→ Exercise
Output as a JSON array of strings every line of the listing from its start through the line containing "M 139 198 L", both ends included, one string per line and blank lines left out.

+++ Listing

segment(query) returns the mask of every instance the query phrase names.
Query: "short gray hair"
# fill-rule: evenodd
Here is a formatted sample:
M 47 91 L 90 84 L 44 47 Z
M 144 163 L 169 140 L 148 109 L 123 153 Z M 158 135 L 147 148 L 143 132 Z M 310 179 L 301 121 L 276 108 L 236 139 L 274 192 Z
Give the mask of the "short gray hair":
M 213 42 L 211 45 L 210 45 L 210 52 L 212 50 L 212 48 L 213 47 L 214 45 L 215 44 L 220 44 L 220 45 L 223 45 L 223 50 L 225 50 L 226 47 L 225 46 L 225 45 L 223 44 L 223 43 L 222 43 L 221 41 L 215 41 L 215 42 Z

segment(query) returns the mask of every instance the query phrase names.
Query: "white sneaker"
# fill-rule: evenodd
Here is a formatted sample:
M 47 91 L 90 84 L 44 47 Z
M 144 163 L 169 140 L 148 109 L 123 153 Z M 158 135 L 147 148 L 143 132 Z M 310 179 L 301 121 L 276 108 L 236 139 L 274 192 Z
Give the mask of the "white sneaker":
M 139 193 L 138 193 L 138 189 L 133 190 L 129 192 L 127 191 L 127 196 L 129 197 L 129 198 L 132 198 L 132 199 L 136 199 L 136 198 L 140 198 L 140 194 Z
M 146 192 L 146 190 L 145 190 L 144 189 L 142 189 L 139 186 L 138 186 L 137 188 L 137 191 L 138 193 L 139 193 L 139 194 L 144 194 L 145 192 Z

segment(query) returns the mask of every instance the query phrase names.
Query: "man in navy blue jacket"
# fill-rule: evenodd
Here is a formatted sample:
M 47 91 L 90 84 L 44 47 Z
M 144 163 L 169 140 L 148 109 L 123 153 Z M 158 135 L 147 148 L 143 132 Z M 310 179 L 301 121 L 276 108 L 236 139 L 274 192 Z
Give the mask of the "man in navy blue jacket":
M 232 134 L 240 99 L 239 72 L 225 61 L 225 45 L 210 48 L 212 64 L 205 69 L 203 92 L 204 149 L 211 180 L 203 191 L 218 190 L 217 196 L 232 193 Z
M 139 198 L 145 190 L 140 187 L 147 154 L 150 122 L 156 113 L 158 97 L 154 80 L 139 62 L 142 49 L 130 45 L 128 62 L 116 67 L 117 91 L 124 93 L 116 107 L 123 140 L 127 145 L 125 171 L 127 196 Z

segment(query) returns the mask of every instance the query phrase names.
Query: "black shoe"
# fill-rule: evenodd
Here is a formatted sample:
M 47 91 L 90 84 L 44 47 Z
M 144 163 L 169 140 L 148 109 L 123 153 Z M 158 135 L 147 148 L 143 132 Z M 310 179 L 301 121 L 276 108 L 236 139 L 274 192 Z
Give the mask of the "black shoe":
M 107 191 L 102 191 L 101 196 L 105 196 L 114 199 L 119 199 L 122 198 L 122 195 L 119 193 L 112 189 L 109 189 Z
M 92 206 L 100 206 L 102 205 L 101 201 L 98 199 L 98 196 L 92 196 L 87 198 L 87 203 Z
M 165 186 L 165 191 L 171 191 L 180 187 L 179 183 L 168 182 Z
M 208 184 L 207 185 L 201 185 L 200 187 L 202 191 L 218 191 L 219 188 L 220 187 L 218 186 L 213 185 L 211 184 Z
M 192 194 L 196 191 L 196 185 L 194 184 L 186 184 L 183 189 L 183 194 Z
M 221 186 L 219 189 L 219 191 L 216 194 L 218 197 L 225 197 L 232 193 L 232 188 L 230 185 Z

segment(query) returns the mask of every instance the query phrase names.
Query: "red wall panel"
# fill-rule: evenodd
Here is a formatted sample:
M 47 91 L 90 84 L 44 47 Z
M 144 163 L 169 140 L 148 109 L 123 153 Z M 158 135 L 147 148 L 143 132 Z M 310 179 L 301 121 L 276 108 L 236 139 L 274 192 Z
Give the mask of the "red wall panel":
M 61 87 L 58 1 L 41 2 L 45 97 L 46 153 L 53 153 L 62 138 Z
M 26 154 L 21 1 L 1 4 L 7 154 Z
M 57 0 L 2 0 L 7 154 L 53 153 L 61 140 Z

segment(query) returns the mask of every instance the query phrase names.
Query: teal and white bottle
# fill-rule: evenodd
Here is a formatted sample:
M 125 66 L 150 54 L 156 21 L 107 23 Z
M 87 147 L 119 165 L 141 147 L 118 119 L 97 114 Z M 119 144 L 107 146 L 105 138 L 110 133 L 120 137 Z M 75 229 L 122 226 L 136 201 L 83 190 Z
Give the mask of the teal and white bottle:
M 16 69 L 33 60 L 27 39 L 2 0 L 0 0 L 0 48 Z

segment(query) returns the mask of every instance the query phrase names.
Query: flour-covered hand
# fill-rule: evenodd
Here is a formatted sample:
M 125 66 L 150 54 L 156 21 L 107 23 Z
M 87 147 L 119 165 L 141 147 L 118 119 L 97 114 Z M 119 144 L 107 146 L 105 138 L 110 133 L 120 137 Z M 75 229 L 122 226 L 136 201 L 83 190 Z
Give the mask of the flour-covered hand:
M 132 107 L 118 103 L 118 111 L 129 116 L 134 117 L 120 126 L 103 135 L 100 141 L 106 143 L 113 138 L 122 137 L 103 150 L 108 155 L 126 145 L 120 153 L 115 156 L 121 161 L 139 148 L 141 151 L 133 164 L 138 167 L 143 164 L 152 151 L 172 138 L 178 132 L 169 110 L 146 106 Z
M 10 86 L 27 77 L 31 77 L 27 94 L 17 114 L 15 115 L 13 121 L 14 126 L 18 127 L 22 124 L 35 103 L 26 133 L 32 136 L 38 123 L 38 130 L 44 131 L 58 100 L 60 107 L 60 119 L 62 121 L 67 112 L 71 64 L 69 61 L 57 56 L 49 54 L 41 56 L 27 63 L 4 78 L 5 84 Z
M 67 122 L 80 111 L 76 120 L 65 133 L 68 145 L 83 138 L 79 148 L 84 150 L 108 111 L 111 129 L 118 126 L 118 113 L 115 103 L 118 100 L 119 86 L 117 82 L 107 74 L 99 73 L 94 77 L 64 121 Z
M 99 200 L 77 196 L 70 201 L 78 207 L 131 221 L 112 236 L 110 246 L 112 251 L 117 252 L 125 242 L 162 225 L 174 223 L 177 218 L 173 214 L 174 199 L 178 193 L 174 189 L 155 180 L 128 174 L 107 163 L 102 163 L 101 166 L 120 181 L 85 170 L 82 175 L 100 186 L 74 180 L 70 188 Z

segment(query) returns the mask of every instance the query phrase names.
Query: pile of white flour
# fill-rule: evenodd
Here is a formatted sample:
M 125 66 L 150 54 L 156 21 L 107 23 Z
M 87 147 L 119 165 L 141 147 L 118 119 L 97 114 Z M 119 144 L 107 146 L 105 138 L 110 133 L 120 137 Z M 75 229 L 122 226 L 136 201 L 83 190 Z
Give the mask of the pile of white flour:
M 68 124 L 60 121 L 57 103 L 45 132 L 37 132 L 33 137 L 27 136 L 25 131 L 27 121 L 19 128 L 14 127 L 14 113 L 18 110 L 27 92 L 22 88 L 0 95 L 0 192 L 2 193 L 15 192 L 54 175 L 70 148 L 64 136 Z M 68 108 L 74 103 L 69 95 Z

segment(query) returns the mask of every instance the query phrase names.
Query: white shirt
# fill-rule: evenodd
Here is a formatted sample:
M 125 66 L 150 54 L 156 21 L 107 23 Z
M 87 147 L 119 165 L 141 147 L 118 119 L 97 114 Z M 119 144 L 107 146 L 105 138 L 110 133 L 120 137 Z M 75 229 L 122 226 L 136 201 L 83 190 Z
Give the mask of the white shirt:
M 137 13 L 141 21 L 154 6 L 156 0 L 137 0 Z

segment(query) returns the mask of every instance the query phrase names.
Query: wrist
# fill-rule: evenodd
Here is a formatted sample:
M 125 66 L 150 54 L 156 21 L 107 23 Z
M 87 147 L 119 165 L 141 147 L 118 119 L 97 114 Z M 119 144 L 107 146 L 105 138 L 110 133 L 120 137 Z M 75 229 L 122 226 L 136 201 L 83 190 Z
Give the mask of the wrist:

++++++

→ Full response
[
  "segment(query) returns the mask of every instance the query phrase names.",
  "Query: \"short gray hair\"",
  "# fill-rule: evenodd",
  "Here is a formatted sample:",
  "M 47 91 L 90 84 L 44 47 Z",
  "M 144 163 L 169 140 L 148 109 L 123 153 Z M 158 135 L 147 148 L 143 132 Z M 310 179 L 301 121 L 276 108 L 236 139 L 274 192 Z",
  "Give the mask of the \"short gray hair\":",
  "M 213 42 L 211 45 L 210 45 L 210 52 L 212 50 L 212 48 L 213 47 L 214 45 L 215 44 L 220 44 L 220 45 L 223 45 L 223 50 L 225 50 L 226 47 L 225 46 L 225 45 L 223 44 L 223 43 L 222 43 L 221 41 L 215 41 L 215 42 Z",
  "segment(query) returns the mask of every instance the query phrase names.",
  "Query: \"white sneaker\"",
  "# fill-rule: evenodd",
  "Here is a formatted sample:",
  "M 47 91 L 90 84 L 44 47 Z",
  "M 144 163 L 169 140 L 148 109 L 123 153 Z M 158 135 L 147 148 L 143 132 Z M 310 179 L 301 121 L 276 108 L 236 139 L 274 192 Z",
  "Give the mask of the \"white sneaker\":",
  "M 139 193 L 138 193 L 138 189 L 133 190 L 129 192 L 127 191 L 127 196 L 129 197 L 129 198 L 132 198 L 132 199 L 136 199 L 136 198 L 140 198 L 140 194 Z",
  "M 146 192 L 146 190 L 145 190 L 144 189 L 142 189 L 139 186 L 138 186 L 137 188 L 137 191 L 138 193 L 139 193 L 139 194 L 144 194 L 145 192 Z",
  "segment(query) returns the mask of every instance the query phrase names.",
  "Query: \"man in navy blue jacket\"",
  "# fill-rule: evenodd",
  "Here is a formatted sample:",
  "M 47 91 L 90 84 L 44 47 Z",
  "M 144 163 L 169 140 L 148 109 L 123 153 Z M 158 135 L 147 148 L 143 132 Z M 310 179 L 301 121 L 276 108 L 236 139 L 274 192 Z",
  "Give the mask of the \"man in navy blue jacket\":",
  "M 232 134 L 240 99 L 239 72 L 225 61 L 225 45 L 210 48 L 212 64 L 205 69 L 203 92 L 204 149 L 211 180 L 203 191 L 218 190 L 217 196 L 232 193 Z",
  "M 139 198 L 145 190 L 140 187 L 147 154 L 150 122 L 156 113 L 158 97 L 154 80 L 139 62 L 142 49 L 130 45 L 128 62 L 116 67 L 117 91 L 124 93 L 116 107 L 123 140 L 127 145 L 125 171 L 127 196 Z"
]